» TASK: Can you copy the data below word for word, leaving out the pictures?

____ GIVEN DATA

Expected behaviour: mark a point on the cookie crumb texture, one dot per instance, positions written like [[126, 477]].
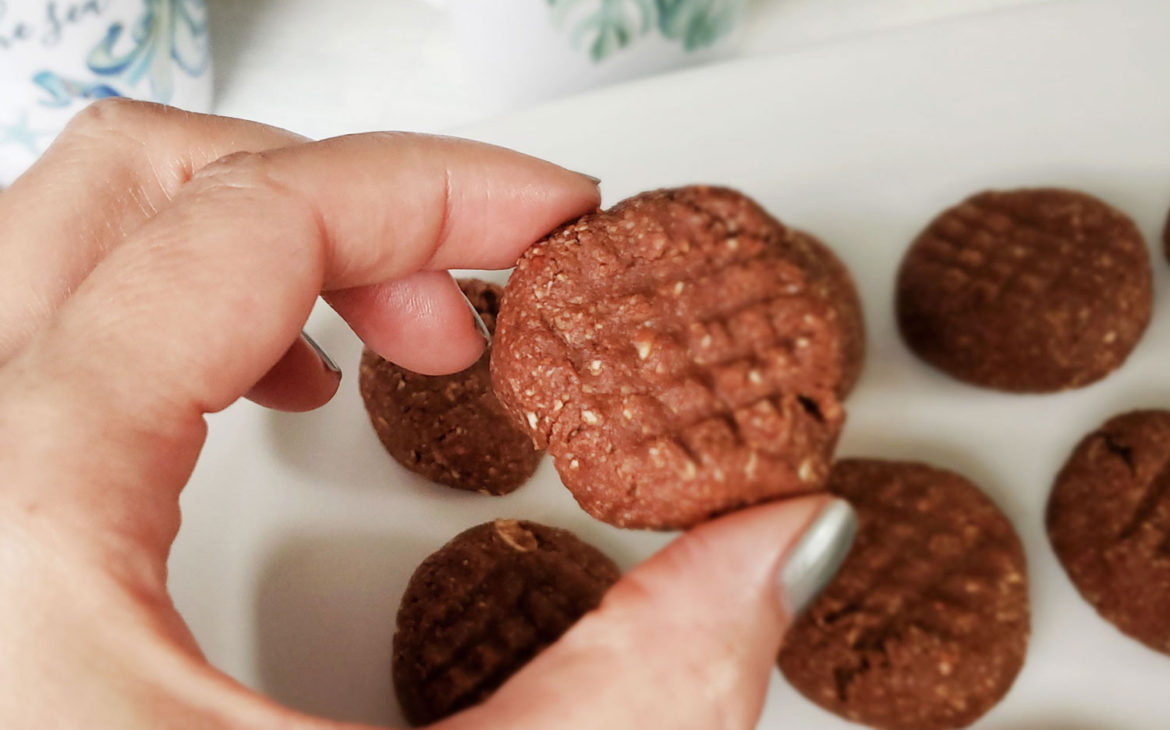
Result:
[[681, 355], [926, 626], [1109, 523], [482, 606], [449, 428], [1029, 290]]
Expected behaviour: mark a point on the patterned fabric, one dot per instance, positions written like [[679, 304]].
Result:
[[604, 27]]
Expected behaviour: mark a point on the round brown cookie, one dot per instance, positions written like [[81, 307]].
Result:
[[835, 286], [676, 356], [1030, 290], [1109, 523], [449, 428], [926, 625], [482, 606]]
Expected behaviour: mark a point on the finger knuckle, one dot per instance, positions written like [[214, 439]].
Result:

________

» FULL ANSWER:
Expected behaviour: mark a point on the cookie crumb texture, one dot per instance, positions written like [[126, 477]].
Result:
[[681, 355], [926, 626], [1109, 523], [482, 606], [449, 428], [1029, 290]]
Expected behaviour: mark a point on the patterned fabric, one dot per instance, positions written like [[679, 304]].
Result:
[[604, 27]]
Expected behaviour: mark a point on the round brown cookie, one dot per instance, positions written like [[81, 307]].
Result:
[[835, 286], [676, 356], [1030, 290], [1109, 523], [449, 428], [926, 625], [482, 606]]
Expected behaviour: mark a point on the finger knuckle, one dot per instance, positions written like [[214, 439]].
Result:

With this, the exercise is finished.